§ TASK PROMPT
Revise the entries below from the line containing "Tag the purple" through the end of the entries, changing "canopy" to "awning" and keeping everything else the same. Give only that stretch.
--- start of DATA SHOWN ---
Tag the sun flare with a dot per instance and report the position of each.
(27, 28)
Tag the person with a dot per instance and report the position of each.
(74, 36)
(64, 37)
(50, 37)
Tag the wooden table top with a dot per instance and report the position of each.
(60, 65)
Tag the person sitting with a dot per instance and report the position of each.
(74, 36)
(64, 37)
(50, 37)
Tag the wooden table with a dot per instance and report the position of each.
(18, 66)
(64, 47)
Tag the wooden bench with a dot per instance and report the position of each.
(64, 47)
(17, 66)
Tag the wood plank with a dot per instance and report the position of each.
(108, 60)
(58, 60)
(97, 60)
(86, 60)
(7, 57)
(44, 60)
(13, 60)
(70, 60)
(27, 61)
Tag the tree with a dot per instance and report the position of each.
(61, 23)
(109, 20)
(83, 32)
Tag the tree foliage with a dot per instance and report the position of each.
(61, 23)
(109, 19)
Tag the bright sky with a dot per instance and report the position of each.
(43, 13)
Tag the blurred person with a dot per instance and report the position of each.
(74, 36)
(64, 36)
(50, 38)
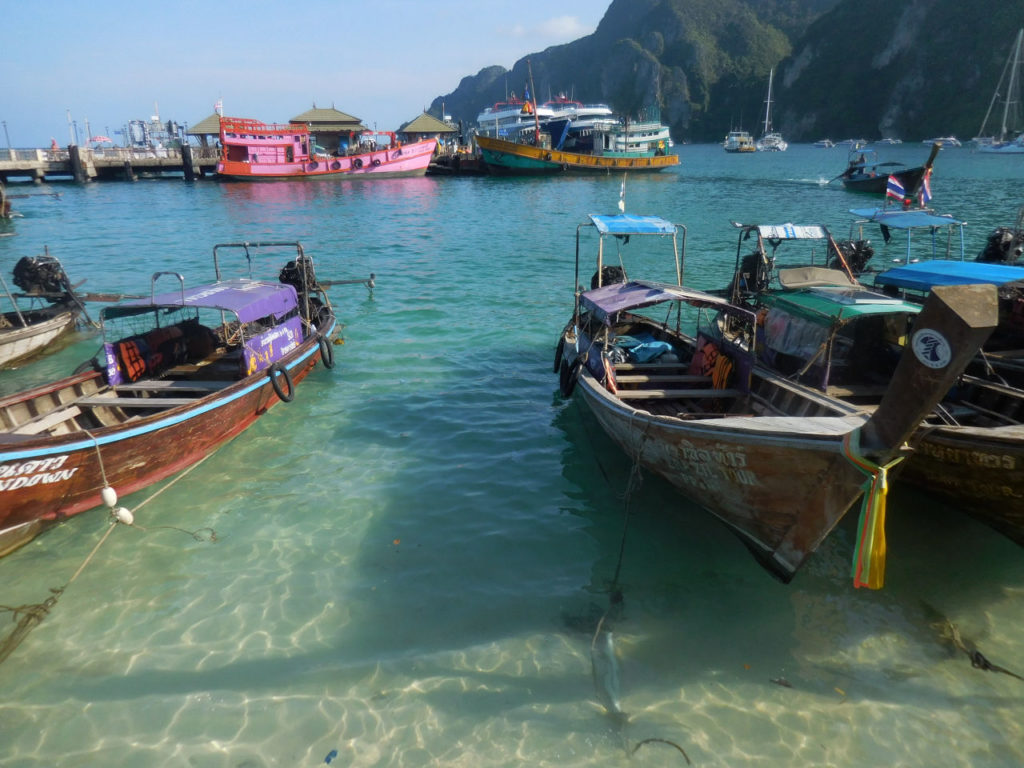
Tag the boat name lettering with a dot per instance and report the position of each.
(707, 468)
(272, 336)
(37, 465)
(27, 481)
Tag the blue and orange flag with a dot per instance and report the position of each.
(926, 188)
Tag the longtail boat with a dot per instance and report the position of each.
(776, 461)
(178, 375)
(47, 309)
(864, 173)
(251, 151)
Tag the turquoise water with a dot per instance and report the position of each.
(411, 559)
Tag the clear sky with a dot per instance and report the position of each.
(109, 61)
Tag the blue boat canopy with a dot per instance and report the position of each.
(248, 299)
(899, 219)
(925, 274)
(791, 231)
(625, 223)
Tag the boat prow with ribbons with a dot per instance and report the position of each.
(179, 374)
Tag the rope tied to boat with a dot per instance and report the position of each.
(868, 567)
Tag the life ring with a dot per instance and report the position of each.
(273, 372)
(327, 352)
(567, 376)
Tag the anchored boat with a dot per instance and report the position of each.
(776, 461)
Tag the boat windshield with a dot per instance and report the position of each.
(911, 221)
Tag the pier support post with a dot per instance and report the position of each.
(77, 170)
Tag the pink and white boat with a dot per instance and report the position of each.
(251, 150)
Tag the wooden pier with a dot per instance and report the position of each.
(116, 163)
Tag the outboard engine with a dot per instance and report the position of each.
(1005, 246)
(41, 274)
(856, 252)
(609, 275)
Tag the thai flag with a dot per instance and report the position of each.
(895, 189)
(926, 188)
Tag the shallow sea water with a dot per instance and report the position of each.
(412, 558)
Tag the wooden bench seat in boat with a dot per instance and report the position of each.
(651, 366)
(857, 390)
(667, 378)
(639, 394)
(102, 401)
(163, 385)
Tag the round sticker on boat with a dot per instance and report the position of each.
(931, 348)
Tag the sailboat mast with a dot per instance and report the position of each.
(771, 73)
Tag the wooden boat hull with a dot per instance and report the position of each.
(45, 479)
(508, 158)
(977, 469)
(18, 343)
(740, 469)
(409, 160)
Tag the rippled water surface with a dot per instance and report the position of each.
(412, 558)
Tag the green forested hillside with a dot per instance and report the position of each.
(843, 68)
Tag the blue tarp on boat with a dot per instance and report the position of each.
(925, 274)
(607, 300)
(626, 223)
(899, 219)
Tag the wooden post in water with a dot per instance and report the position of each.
(186, 163)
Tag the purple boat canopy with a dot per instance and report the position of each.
(248, 299)
(607, 300)
(924, 275)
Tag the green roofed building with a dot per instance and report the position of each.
(332, 127)
(427, 126)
--- end of DATA SHOWN ---
§ ANSWER IN FULL
Tag the purple boat awning with a dot per instance and report the position of each.
(248, 299)
(607, 300)
(924, 275)
Tag the green roofed building with a dot per instance and report the position of each.
(332, 127)
(427, 126)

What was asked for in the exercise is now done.